What the task asks: Extract every line of the records unchanged, from the line containing "like [33, 431]." through the end of the records.
───
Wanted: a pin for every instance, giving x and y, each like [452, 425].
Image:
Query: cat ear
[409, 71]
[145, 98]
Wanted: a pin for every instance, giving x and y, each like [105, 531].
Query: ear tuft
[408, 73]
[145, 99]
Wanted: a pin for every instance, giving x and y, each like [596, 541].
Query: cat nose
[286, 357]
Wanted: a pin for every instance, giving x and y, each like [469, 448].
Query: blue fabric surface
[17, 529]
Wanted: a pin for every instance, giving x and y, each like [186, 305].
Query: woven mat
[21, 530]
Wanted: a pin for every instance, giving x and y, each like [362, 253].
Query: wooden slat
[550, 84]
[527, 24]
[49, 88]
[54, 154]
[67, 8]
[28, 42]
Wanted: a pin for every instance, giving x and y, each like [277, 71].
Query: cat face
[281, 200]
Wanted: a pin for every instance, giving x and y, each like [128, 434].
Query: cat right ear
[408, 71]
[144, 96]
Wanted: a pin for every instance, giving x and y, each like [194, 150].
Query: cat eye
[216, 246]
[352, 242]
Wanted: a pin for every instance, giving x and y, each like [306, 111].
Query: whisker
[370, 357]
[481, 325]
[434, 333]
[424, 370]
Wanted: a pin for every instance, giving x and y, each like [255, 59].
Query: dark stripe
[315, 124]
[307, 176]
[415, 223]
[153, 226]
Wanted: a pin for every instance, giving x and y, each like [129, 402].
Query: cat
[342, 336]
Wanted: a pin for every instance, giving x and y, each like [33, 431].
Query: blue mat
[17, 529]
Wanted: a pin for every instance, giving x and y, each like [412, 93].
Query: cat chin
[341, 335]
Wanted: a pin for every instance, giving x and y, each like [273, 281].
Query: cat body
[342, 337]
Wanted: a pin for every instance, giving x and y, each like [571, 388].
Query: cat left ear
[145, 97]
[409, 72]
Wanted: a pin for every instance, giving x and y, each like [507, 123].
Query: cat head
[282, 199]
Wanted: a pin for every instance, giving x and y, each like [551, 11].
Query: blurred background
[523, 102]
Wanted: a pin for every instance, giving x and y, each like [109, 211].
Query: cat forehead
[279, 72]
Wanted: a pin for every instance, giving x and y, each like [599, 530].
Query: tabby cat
───
Output for this task:
Wanted: a pin for every instance, giving x and y, each like [33, 431].
Query: blue mat
[17, 529]
Wanted: a pin for every instance, giving x and y, each like [412, 93].
Query: cat chin
[341, 335]
Wanted: a pin for every instance, giving x and y, each like [273, 281].
Query: cat body
[342, 337]
Wanted: a pin for every instance, giving x and y, each like [571, 388].
Query: cat left ear
[145, 97]
[409, 72]
Wanted: a pin for every instance, giving x and y, each like [507, 123].
Query: cat head
[282, 199]
Wanted: a pin for every instance, giving x and y, each like [551, 11].
Query: blurred background
[523, 102]
Wanted: a pin for every instance, giving x and y, each like [109, 211].
Query: cat forehead
[279, 72]
Wanted: a pin for every instance, giving x and y, each like [599, 530].
Query: tabby cat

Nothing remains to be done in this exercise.